[Saved entries]
===============

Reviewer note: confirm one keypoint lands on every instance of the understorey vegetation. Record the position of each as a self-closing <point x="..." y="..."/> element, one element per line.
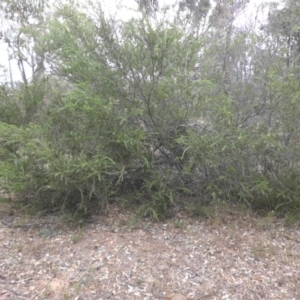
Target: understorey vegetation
<point x="174" y="105"/>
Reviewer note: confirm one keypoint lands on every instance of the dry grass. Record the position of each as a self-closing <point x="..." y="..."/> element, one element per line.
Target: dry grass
<point x="228" y="256"/>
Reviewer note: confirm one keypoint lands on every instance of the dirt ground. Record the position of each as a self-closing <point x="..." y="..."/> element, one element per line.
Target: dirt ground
<point x="230" y="255"/>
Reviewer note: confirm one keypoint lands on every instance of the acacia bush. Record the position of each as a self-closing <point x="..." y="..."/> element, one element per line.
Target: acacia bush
<point x="135" y="121"/>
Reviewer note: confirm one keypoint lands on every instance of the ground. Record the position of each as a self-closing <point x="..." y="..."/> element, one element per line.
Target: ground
<point x="232" y="254"/>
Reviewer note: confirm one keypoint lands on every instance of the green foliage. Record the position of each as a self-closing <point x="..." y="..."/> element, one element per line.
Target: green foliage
<point x="149" y="113"/>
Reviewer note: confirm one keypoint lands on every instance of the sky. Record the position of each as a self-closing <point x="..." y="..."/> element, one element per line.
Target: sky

===============

**ACTION ITEM**
Could you write out, exactly as they stand, only the lines above that begin at the line with "of the dirt" and stop after the line with "of the ground."?

**TASK SOLUTION**
Reviewer note: confirm one keypoint lands on every instance of the dirt ground. Record the position of each as a self-closing <point x="..." y="..."/> element, one element per line.
Target: dirt ground
<point x="230" y="255"/>
Reviewer note: confirm one keypoint lands on every instance of the acacia bush. Record the position of each as a self-closing <point x="..." y="..."/> element, one element per line.
Target: acacia bush
<point x="135" y="121"/>
Reviewer note: confirm one keypoint lands on every instance of the ground. Record the position of each as a self-closing <point x="..." y="..."/> element, one element per line.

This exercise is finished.